Task brief: Locate each line of the material below that contains the string "shirt" and copy those lines out in full; the match is case-sensitive.

========================

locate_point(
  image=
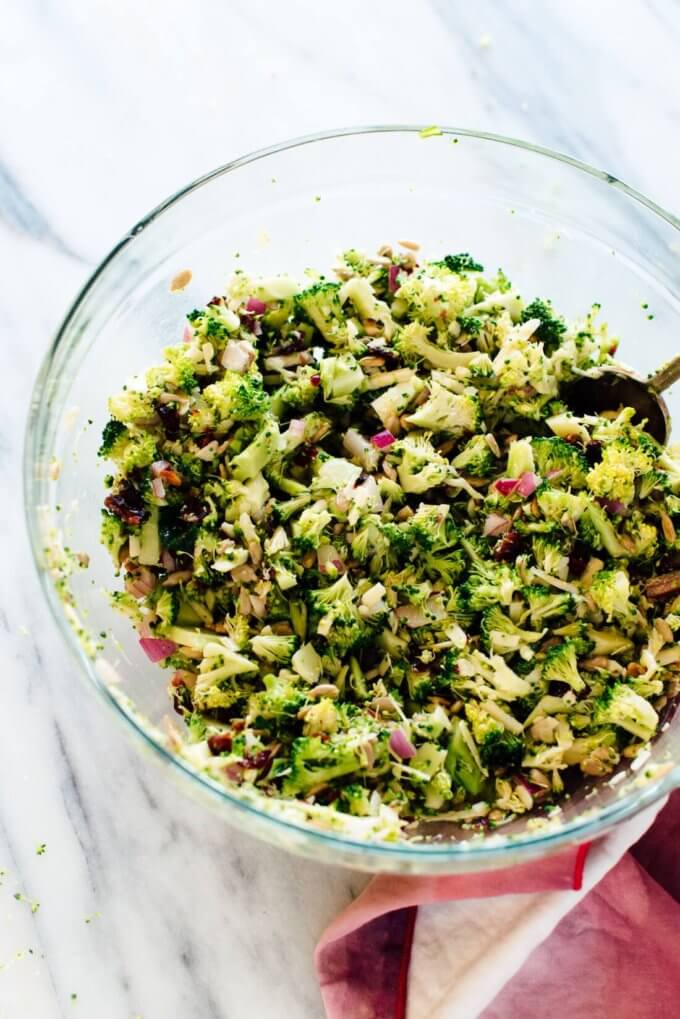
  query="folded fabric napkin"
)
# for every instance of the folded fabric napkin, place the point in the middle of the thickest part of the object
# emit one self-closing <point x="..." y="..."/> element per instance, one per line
<point x="500" y="944"/>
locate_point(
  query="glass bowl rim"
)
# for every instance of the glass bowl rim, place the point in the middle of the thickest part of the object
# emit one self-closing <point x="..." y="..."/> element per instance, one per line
<point x="485" y="851"/>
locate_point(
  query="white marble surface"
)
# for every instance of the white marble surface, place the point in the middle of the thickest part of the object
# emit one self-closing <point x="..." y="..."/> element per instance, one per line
<point x="106" y="108"/>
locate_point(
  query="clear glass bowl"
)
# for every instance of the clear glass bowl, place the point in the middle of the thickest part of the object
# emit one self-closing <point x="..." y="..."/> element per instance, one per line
<point x="560" y="228"/>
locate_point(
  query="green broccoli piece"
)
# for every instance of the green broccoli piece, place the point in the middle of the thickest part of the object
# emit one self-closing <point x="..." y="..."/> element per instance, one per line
<point x="555" y="453"/>
<point x="308" y="529"/>
<point x="560" y="665"/>
<point x="611" y="592"/>
<point x="314" y="763"/>
<point x="238" y="397"/>
<point x="250" y="462"/>
<point x="448" y="412"/>
<point x="502" y="636"/>
<point x="342" y="379"/>
<point x="321" y="305"/>
<point x="113" y="430"/>
<point x="552" y="328"/>
<point x="476" y="459"/>
<point x="413" y="343"/>
<point x="598" y="532"/>
<point x="462" y="262"/>
<point x="419" y="467"/>
<point x="621" y="706"/>
<point x="546" y="603"/>
<point x="113" y="535"/>
<point x="166" y="606"/>
<point x="463" y="762"/>
<point x="272" y="647"/>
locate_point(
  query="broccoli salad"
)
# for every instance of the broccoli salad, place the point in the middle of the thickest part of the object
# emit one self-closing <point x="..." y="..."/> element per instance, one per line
<point x="391" y="577"/>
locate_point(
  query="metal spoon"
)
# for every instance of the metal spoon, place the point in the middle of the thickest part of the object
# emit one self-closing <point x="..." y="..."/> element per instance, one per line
<point x="617" y="387"/>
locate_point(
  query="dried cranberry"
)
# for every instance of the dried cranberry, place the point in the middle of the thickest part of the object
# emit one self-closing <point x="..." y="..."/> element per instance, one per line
<point x="126" y="503"/>
<point x="593" y="452"/>
<point x="169" y="417"/>
<point x="193" y="511"/>
<point x="219" y="743"/>
<point x="508" y="547"/>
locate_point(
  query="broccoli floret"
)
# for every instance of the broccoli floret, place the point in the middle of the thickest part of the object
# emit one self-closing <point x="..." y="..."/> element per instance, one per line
<point x="476" y="459"/>
<point x="419" y="467"/>
<point x="309" y="527"/>
<point x="448" y="412"/>
<point x="113" y="536"/>
<point x="611" y="592"/>
<point x="342" y="379"/>
<point x="561" y="665"/>
<point x="315" y="762"/>
<point x="614" y="477"/>
<point x="462" y="262"/>
<point x="113" y="430"/>
<point x="502" y="750"/>
<point x="490" y="584"/>
<point x="278" y="702"/>
<point x="413" y="343"/>
<point x="272" y="647"/>
<point x="463" y="762"/>
<point x="166" y="606"/>
<point x="214" y="322"/>
<point x="337" y="614"/>
<point x="427" y="527"/>
<point x="370" y="544"/>
<point x="322" y="306"/>
<point x="238" y="397"/>
<point x="598" y="532"/>
<point x="551" y="555"/>
<point x="132" y="407"/>
<point x="300" y="393"/>
<point x="562" y="506"/>
<point x="520" y="459"/>
<point x="546" y="603"/>
<point x="360" y="292"/>
<point x="552" y="327"/>
<point x="390" y="405"/>
<point x="621" y="706"/>
<point x="555" y="453"/>
<point x="502" y="636"/>
<point x="250" y="462"/>
<point x="435" y="295"/>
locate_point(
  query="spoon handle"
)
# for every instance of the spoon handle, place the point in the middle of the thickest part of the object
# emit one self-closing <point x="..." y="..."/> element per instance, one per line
<point x="666" y="376"/>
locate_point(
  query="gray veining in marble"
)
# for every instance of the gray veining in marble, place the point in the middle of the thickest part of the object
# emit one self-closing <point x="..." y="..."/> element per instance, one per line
<point x="106" y="108"/>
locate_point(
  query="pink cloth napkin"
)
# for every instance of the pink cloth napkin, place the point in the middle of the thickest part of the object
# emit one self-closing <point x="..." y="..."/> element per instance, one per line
<point x="628" y="924"/>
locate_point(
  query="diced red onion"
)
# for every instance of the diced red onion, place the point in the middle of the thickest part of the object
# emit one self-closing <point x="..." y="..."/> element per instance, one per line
<point x="383" y="439"/>
<point x="156" y="648"/>
<point x="495" y="525"/>
<point x="506" y="485"/>
<point x="393" y="273"/>
<point x="401" y="745"/>
<point x="158" y="488"/>
<point x="527" y="484"/>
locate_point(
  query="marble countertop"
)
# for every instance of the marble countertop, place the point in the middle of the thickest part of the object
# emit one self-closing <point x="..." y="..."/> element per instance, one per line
<point x="142" y="904"/>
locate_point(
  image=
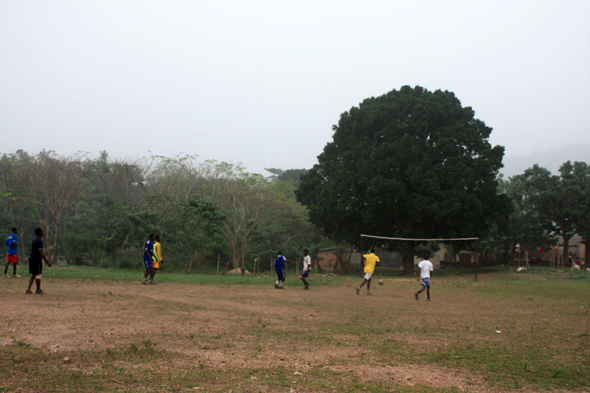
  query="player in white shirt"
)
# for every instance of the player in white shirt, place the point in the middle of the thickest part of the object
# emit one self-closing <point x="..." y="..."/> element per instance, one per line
<point x="424" y="268"/>
<point x="306" y="269"/>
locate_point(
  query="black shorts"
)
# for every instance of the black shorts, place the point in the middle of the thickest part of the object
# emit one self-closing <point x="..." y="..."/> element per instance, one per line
<point x="35" y="267"/>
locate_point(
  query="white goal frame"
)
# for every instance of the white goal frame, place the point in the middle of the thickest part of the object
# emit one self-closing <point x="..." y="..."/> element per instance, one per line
<point x="427" y="240"/>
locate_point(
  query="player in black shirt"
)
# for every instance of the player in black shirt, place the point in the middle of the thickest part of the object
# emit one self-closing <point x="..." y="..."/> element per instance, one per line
<point x="36" y="262"/>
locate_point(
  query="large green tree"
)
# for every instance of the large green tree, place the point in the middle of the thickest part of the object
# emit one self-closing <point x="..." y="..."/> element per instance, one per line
<point x="410" y="163"/>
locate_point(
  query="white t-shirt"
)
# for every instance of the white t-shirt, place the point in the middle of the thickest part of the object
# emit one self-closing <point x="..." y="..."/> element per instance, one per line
<point x="425" y="268"/>
<point x="306" y="263"/>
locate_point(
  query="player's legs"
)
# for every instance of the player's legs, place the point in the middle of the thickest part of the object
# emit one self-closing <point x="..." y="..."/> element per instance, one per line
<point x="38" y="283"/>
<point x="302" y="277"/>
<point x="30" y="284"/>
<point x="424" y="285"/>
<point x="14" y="261"/>
<point x="280" y="279"/>
<point x="148" y="269"/>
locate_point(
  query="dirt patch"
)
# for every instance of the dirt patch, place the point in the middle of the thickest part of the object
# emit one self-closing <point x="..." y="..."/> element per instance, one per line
<point x="254" y="327"/>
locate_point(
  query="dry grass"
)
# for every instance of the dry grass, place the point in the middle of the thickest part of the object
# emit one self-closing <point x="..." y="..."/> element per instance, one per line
<point x="88" y="335"/>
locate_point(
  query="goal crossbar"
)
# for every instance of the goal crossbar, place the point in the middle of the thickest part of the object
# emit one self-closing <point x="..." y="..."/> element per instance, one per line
<point x="429" y="240"/>
<point x="419" y="240"/>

========================

Written response:
  query="player in white shirt"
# for every instance of the player in white shirt, place the point in the middle of the thickest part of the object
  query="player in black shirt"
# for every instance of the player in black shirt, place the point in the middle of the thickest part of the object
  query="white t-shirt"
# for every instance of the white t-shirt, place the point in the middle of the thickest part of the object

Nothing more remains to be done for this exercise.